→ Collection entries

--- Begin ---

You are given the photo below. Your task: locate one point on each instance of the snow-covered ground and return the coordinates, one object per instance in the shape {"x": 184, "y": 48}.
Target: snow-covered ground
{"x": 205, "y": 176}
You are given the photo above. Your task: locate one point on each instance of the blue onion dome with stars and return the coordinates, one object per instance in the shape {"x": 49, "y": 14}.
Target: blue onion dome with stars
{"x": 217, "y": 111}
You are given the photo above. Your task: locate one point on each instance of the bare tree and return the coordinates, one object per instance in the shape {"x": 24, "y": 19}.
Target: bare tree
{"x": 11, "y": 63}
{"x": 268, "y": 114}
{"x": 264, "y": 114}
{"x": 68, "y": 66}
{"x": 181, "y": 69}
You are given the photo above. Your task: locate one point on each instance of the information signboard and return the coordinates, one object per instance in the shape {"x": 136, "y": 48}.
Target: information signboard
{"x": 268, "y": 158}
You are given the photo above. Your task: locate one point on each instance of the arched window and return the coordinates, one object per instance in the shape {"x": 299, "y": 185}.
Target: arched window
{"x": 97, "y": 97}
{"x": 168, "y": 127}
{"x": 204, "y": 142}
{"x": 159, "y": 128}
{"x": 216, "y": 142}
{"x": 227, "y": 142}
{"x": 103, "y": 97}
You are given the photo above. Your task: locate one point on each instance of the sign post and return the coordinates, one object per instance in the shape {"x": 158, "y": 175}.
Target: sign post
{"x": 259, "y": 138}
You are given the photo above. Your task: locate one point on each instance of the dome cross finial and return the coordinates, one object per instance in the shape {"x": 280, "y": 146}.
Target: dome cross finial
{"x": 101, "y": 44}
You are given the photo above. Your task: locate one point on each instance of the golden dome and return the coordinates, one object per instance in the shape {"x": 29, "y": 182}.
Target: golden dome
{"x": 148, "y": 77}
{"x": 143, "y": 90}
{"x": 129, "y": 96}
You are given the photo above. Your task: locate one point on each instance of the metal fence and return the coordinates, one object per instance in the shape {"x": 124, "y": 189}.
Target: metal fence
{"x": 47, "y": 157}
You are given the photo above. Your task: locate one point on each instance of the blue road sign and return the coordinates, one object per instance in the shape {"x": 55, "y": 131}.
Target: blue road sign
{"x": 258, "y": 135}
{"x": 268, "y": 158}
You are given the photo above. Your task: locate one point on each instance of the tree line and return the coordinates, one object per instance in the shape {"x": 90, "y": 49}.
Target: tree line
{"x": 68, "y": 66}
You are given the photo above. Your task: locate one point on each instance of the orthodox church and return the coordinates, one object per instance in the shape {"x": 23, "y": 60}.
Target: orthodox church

--- End ---

→ TO BE DONE
Rewrite every line of the records from the one containing "of the golden" through the end, inclusive, with the requests kept as they are. Rescale each answer coordinate by multiplying it by 2.55 and rounding to the nearest whole number, with halves rounded up, and leave the sample coordinates inside the requests unchanged.

→ COMPLETED TASK
You are given the photo above. Your task: locate one point on each instance of the golden dome and return the coordinates, one object per instance in the shape {"x": 29, "y": 182}.
Target: golden dome
{"x": 377, "y": 196}
{"x": 365, "y": 230}
{"x": 329, "y": 245}
You are given the photo above. Your task: locate one point on each instance of the metal fence and return the coordinates, one object per instance in the shape {"x": 124, "y": 189}.
Target: metal fence
{"x": 120, "y": 400}
You are given the photo above. Your task: locate one point on each instance of the blue road sign and return the coordinates, one object per instance in the shape {"x": 55, "y": 131}.
Target: blue road sign
{"x": 658, "y": 344}
{"x": 683, "y": 403}
You are given the photo above. Your task: locate one point on each instance of the tree line and return the coordinates, one object per instance in the shape {"x": 90, "y": 49}.
Target: tree line
{"x": 173, "y": 168}
You are given the photo above. Your task: locate one point on each instance of the orthodox church and return the coordinates, one object per instance in the shape {"x": 23, "y": 60}.
Target: orthodox church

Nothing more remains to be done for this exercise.